■ **STORED ROWS**:
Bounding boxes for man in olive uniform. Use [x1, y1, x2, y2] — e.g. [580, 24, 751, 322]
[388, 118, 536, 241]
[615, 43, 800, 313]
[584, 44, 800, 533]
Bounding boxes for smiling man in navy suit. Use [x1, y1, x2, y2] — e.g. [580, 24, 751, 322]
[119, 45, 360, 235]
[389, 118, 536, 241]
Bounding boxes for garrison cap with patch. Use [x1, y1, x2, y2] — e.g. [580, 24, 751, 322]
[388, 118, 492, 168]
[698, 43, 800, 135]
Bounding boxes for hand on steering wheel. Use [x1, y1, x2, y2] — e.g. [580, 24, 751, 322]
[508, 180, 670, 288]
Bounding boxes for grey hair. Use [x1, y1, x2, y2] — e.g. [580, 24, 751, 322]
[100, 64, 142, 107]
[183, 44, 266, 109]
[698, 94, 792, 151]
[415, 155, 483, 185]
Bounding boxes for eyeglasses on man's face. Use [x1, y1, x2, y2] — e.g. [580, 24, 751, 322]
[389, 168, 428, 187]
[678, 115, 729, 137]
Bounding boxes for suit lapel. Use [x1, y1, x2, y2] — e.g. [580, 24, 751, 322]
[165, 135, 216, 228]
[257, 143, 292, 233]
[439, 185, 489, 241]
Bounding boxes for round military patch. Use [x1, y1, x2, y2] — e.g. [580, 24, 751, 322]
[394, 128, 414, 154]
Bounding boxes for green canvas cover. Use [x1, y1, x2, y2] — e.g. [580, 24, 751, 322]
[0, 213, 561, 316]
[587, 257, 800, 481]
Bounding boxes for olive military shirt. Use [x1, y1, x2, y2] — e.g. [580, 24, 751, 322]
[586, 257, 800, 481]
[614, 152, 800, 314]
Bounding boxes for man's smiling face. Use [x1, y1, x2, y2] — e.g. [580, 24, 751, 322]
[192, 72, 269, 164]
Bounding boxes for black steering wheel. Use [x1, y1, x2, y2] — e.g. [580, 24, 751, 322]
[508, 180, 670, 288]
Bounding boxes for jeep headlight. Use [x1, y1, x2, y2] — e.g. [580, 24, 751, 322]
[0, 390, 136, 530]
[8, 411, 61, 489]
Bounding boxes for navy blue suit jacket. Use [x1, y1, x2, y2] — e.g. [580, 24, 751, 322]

■ **STATED PROBLEM**: Render every item above as a numbered list, omitting any blank lines.

■ **THE RESPONSE**:
1. Bounding boxes for man in olive uniform. Use [x1, y1, x2, y2] — e.g. [580, 24, 751, 322]
2. [388, 118, 536, 241]
3. [615, 43, 800, 313]
4. [584, 44, 800, 533]
5. Bounding boxes for smiling man in navy suit. Use [x1, y1, x2, y2] — e.g. [580, 24, 751, 322]
6. [119, 45, 360, 235]
7. [389, 118, 536, 241]
8. Bounding boxes for garrison cap with patch. Use [x1, y1, x2, y2] — e.g. [580, 24, 751, 322]
9. [388, 118, 492, 168]
10. [698, 43, 800, 135]
11. Bounding boxes for hand on steering wheel. Use [x1, y1, x2, y2] — e.g. [580, 24, 751, 322]
12. [508, 180, 670, 288]
13. Bounding boxes for grey hair. Use [x1, y1, x2, y2] — e.g. [580, 24, 751, 322]
14. [100, 64, 142, 107]
15. [183, 44, 266, 109]
16. [698, 94, 792, 151]
17. [415, 155, 483, 185]
18. Bounding boxes for eyeglasses on man's face. Use [x1, y1, x2, y2] — e.g. [580, 24, 751, 322]
19. [389, 168, 428, 187]
20. [678, 115, 729, 137]
21. Bounding boxes for suit lapel. Use [x1, y1, x2, y2] — e.g. [580, 24, 751, 322]
22. [165, 135, 216, 228]
23. [257, 143, 292, 233]
24. [439, 185, 489, 241]
25. Bounding boxes for round military patch. Use [x1, y1, x2, y2] — e.g. [580, 24, 751, 322]
26. [394, 128, 414, 154]
27. Bounding boxes for green canvas cover. Use [x1, y1, x2, y2] — e.g. [580, 24, 751, 322]
28. [0, 213, 561, 316]
29. [587, 257, 800, 481]
30. Bounding boxes for olive military shirt. Use [x1, y1, x2, y2] — e.g. [580, 24, 751, 322]
31. [586, 257, 800, 481]
32. [614, 152, 800, 314]
33. Bounding boxes for man's smiling face. Use [x1, y1, x2, y2] — e.g. [580, 24, 751, 322]
34. [192, 72, 269, 164]
35. Bounding boxes for black steering wheel. Use [x1, y1, x2, y2] — e.g. [580, 24, 751, 322]
36. [508, 180, 670, 288]
37. Bounding boxes for jeep headlight. Use [x1, y1, x2, y2] — e.g. [580, 24, 751, 322]
38. [0, 390, 136, 530]
39. [8, 411, 61, 489]
40. Bounding boxes for navy blue suit jacket. Use [x1, y1, x2, y2] — e.g. [580, 24, 751, 322]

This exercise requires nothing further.